>> begin PROVIDED MATERIAL

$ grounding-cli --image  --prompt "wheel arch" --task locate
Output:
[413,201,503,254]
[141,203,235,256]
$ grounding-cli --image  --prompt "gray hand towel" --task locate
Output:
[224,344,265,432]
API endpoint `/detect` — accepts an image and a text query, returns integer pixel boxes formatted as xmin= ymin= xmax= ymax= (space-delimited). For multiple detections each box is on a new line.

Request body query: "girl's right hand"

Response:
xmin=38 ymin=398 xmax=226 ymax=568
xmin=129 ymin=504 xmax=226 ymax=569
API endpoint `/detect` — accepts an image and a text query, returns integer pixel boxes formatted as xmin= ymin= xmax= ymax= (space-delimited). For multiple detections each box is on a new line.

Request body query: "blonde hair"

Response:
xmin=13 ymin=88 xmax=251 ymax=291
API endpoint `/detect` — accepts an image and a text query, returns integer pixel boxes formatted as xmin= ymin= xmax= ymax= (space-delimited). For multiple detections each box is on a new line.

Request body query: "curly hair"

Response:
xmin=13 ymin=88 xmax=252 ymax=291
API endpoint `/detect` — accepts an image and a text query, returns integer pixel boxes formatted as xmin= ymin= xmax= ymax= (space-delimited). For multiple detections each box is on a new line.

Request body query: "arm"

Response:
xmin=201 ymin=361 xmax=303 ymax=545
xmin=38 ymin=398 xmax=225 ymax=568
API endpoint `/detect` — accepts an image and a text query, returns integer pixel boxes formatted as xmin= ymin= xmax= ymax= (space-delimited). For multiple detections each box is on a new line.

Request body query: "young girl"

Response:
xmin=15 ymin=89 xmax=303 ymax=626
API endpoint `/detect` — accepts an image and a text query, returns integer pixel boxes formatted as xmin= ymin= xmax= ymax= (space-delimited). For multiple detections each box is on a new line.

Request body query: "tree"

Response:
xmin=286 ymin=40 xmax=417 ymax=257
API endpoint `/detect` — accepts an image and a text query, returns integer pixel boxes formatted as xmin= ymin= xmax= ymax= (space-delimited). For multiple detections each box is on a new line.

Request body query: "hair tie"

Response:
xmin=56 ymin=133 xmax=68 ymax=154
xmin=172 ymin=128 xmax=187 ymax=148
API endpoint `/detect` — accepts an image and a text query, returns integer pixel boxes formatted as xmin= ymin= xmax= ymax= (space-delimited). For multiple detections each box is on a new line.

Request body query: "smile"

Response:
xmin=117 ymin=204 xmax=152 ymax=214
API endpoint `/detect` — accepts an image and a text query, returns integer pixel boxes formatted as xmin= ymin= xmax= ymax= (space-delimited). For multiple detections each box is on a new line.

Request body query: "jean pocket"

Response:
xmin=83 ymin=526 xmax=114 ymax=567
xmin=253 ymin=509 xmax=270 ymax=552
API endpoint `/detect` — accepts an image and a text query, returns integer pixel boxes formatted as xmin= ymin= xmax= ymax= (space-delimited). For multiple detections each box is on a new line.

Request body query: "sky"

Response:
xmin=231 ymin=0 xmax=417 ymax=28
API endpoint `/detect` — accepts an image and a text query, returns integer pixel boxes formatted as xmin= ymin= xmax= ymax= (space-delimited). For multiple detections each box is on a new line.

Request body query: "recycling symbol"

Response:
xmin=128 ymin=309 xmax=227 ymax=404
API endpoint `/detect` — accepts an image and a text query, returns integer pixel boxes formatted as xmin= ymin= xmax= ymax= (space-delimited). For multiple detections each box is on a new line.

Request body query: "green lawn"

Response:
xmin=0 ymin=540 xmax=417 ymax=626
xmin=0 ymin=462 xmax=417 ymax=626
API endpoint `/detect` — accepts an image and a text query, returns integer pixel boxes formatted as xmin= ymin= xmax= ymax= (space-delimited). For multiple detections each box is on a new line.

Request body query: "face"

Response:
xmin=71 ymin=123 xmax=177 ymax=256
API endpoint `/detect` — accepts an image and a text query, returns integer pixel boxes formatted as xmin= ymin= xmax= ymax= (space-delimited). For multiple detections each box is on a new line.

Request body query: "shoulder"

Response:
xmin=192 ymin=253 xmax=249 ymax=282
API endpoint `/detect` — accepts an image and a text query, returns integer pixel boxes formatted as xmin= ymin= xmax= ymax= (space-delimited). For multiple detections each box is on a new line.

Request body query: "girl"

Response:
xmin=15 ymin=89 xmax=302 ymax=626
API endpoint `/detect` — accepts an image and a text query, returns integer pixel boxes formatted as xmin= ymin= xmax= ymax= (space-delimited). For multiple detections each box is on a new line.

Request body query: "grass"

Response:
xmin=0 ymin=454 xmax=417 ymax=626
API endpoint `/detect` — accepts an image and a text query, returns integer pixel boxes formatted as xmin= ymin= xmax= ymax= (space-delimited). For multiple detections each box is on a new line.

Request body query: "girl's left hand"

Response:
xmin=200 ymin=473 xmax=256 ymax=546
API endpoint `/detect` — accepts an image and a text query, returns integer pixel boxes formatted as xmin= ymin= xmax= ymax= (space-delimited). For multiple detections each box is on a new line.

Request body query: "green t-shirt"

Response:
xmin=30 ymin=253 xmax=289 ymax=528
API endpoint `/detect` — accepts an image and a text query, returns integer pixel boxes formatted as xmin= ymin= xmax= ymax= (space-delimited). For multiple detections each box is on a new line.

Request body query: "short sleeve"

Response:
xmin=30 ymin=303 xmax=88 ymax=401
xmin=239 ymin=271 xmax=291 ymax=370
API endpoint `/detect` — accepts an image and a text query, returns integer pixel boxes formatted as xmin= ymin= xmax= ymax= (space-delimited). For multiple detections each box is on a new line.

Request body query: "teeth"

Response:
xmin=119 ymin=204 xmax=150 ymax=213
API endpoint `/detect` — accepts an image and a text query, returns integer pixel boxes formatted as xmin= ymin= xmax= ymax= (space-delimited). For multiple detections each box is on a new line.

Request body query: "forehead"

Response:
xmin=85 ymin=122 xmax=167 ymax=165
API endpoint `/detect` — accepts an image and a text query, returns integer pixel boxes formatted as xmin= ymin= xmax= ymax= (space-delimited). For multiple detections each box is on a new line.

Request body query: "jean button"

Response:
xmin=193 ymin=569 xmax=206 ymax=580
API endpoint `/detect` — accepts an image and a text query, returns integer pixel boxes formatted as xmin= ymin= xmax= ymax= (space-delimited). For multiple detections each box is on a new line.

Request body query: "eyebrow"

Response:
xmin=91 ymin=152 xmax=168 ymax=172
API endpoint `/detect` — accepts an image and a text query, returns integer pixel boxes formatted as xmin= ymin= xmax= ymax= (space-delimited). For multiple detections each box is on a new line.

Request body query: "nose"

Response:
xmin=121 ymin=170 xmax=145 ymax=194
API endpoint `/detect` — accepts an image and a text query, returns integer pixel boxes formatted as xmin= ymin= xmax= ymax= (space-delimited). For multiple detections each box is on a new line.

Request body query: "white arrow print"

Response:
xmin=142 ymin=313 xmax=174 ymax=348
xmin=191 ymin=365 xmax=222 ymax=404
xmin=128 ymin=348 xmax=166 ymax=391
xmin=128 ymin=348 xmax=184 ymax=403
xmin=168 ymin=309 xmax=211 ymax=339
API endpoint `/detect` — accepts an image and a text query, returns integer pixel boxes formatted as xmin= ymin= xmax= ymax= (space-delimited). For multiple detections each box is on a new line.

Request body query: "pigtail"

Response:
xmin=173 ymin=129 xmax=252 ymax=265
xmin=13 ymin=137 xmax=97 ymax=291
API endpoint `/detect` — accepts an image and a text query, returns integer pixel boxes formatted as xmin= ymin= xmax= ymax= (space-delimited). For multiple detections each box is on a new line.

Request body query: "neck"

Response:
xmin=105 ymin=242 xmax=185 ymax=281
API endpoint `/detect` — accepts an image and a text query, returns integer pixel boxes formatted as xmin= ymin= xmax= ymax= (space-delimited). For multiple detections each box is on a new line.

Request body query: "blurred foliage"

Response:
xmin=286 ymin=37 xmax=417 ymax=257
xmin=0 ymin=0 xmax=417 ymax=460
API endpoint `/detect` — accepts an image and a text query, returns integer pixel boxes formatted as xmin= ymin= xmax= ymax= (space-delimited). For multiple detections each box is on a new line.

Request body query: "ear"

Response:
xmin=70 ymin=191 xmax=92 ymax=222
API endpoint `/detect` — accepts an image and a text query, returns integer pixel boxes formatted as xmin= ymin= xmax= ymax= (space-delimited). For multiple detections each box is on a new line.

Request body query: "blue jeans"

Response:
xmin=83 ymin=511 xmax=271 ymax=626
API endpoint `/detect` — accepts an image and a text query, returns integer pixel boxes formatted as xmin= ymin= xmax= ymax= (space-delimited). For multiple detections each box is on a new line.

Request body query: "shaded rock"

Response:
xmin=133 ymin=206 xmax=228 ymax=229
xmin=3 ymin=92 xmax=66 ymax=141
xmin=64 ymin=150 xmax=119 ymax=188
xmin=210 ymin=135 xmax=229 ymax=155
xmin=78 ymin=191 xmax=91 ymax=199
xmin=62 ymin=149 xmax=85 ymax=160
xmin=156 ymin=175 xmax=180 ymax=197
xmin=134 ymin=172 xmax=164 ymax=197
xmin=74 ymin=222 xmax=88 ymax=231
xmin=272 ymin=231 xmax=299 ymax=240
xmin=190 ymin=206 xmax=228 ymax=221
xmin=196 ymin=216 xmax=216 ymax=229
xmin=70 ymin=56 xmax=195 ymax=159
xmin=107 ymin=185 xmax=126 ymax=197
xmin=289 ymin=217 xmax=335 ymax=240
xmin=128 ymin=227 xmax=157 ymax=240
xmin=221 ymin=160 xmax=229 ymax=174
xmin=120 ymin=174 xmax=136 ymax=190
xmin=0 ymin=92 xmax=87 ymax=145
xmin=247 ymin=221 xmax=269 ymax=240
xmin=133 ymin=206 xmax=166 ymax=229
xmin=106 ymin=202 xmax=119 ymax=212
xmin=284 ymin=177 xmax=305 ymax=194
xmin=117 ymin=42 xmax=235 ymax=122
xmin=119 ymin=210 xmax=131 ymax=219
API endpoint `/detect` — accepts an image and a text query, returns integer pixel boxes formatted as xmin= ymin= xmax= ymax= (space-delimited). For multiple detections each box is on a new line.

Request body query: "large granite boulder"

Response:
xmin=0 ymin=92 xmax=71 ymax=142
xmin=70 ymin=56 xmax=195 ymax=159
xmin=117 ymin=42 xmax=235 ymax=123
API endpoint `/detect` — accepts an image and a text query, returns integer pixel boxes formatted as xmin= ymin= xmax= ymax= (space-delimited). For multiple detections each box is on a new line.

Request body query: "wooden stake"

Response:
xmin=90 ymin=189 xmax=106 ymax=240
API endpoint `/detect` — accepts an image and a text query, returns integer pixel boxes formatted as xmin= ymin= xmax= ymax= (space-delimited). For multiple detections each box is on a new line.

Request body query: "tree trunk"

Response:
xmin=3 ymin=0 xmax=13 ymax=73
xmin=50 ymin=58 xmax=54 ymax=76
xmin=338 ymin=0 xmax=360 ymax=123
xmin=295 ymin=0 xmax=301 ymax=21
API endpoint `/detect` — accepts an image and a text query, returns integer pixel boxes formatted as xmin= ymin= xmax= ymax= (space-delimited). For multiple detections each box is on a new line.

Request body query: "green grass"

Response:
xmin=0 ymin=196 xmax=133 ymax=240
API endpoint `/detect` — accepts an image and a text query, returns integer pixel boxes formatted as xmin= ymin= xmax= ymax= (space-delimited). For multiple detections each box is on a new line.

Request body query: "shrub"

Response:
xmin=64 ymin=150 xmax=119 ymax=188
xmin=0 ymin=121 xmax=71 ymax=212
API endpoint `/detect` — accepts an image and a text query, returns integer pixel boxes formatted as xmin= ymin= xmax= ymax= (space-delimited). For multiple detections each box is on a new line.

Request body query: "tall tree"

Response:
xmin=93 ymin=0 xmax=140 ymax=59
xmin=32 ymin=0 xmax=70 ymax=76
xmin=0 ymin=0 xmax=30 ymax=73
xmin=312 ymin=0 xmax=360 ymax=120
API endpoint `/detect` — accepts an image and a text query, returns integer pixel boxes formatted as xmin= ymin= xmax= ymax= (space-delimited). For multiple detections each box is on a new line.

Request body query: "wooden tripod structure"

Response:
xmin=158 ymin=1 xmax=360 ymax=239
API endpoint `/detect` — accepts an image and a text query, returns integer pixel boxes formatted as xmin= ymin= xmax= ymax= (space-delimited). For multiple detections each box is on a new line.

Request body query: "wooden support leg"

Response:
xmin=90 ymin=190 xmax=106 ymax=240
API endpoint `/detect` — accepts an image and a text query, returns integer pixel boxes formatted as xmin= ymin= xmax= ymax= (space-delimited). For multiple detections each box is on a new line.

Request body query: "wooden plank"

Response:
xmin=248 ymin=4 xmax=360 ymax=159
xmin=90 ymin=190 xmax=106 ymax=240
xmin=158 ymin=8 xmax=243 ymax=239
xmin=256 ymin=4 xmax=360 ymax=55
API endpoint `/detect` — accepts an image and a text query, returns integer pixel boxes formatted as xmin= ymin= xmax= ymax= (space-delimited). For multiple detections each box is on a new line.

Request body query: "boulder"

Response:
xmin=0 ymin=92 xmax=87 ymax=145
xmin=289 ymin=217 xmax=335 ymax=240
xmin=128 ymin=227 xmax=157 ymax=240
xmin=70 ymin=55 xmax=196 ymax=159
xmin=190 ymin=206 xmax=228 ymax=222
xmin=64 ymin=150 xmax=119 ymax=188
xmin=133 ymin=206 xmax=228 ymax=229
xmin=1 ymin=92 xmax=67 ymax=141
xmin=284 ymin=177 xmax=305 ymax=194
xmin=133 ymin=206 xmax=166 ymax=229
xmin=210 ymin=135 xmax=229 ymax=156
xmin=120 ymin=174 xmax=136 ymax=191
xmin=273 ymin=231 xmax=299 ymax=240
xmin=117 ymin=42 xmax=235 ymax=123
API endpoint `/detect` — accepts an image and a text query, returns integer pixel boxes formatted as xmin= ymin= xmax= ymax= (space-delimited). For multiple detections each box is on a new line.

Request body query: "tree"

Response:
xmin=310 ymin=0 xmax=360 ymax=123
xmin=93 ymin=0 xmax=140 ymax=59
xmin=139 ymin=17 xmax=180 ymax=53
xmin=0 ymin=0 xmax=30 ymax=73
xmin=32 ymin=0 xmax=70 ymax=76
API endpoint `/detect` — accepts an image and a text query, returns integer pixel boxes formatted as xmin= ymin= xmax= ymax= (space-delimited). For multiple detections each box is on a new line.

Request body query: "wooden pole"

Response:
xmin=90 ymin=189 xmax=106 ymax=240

>> end PROVIDED MATERIAL

**STATED GOAL**
Put the material above, from its first line through the line containing "[224,344,265,432]", into a numbered list, leaving out any blank lines.

**RESULT OF THIS EXERCISE**
1. $ grounding-cli --image  --prompt "wheel arch" --task locate
2. Output:
3. [413,201,503,254]
4. [141,203,235,256]
5. $ grounding-cli --image  --prompt "gray hand towel" --task locate
6. Output:
7. [224,344,265,432]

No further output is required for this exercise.